_Work request:_
Retype, exactly and with nothing added, the lines from the one showing "Task: mark each instance of the distant" through the final line of the material. Omit pictures.
**********
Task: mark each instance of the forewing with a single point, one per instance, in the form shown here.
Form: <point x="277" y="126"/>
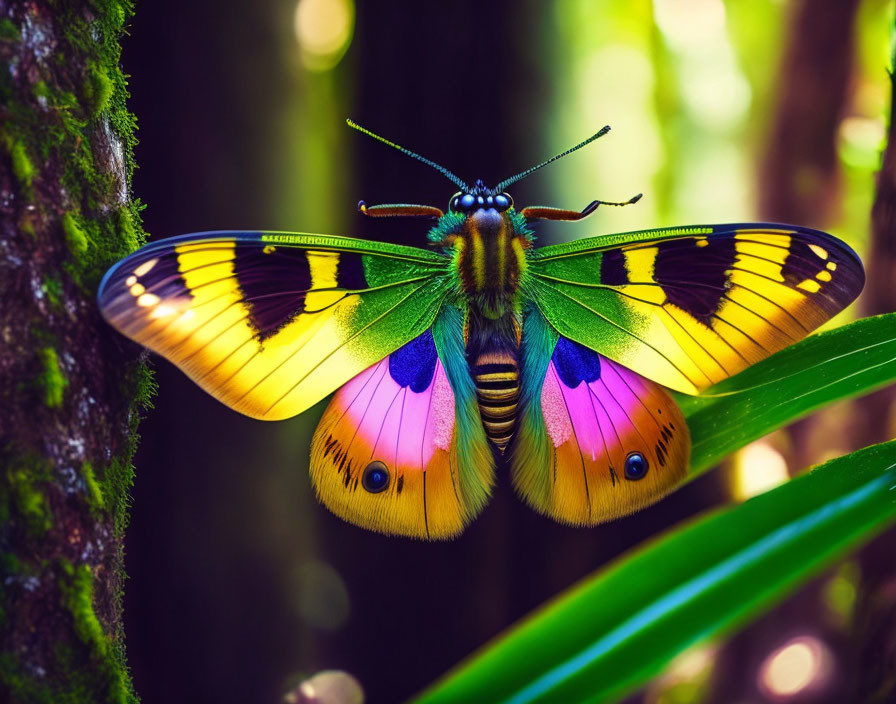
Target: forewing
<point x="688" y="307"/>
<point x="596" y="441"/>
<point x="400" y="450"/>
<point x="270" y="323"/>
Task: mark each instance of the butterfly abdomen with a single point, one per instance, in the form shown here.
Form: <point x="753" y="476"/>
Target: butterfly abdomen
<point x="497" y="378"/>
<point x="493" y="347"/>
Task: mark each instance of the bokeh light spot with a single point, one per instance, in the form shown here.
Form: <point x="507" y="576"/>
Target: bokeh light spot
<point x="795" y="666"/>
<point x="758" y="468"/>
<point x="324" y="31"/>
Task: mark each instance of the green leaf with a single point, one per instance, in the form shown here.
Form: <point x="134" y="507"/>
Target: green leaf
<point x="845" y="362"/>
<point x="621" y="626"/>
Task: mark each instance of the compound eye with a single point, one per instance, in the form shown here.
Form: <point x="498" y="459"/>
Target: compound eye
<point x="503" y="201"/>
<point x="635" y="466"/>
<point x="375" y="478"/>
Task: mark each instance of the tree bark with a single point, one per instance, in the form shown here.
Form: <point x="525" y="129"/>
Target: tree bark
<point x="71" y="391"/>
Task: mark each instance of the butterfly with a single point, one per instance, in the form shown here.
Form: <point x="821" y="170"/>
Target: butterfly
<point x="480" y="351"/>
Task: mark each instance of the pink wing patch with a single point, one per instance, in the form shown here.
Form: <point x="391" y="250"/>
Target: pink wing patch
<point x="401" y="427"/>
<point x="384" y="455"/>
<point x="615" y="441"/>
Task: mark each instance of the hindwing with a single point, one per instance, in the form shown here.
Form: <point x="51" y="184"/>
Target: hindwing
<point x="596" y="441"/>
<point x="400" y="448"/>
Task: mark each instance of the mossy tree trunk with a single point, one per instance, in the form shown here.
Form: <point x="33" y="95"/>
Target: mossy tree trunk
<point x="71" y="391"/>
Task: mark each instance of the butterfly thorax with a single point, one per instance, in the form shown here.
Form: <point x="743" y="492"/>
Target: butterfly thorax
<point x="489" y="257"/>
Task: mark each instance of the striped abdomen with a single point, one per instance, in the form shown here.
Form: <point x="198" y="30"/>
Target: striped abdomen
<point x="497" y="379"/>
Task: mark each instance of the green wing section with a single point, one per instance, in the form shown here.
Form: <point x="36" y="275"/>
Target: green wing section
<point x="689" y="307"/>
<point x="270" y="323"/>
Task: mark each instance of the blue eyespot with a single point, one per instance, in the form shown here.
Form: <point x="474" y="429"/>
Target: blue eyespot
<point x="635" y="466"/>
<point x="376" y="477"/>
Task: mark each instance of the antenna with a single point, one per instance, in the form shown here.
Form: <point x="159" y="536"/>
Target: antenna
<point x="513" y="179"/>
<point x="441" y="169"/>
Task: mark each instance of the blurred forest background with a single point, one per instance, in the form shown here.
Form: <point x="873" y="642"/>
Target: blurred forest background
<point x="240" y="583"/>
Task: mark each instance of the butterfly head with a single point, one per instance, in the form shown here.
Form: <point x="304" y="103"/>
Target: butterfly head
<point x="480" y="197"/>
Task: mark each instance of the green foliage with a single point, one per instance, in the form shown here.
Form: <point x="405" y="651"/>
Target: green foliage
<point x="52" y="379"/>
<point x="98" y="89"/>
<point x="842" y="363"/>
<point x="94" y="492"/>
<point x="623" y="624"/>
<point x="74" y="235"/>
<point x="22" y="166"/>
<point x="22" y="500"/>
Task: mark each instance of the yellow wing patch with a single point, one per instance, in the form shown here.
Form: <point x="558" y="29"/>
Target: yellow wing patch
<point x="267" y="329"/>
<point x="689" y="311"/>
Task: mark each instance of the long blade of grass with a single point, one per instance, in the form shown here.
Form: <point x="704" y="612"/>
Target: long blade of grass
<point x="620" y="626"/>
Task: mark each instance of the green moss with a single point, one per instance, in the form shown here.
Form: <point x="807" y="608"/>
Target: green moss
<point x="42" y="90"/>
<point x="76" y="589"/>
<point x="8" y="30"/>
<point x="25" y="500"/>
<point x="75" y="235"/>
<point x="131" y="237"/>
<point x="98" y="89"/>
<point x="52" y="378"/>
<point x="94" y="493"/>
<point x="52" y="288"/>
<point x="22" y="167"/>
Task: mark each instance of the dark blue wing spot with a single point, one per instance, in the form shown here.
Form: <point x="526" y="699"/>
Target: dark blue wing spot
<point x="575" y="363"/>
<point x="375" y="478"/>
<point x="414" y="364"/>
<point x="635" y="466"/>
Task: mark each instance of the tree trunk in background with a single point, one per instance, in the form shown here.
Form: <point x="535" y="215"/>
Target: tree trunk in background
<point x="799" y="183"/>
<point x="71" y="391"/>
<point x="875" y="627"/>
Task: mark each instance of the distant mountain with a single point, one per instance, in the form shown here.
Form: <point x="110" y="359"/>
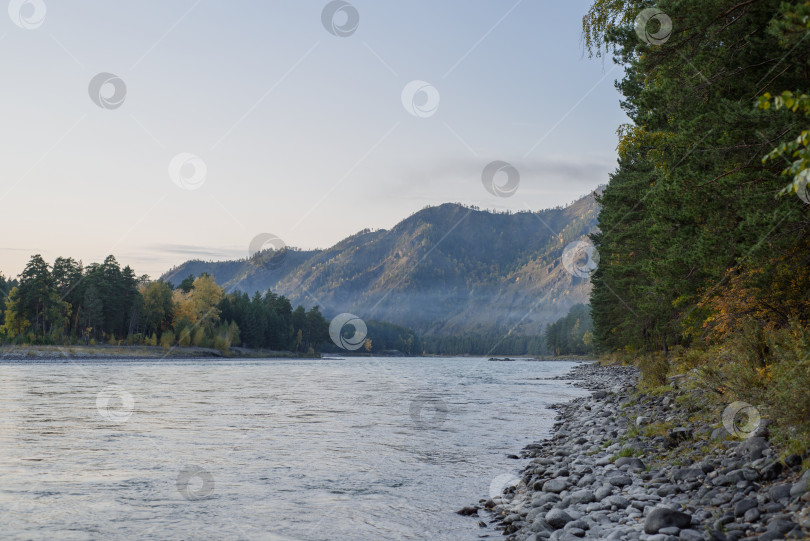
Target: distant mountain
**********
_Output for this task:_
Task: mark each instance of the distant mountain with a single point, one per instance, in the form shown here.
Form: <point x="110" y="359"/>
Target: distant mountain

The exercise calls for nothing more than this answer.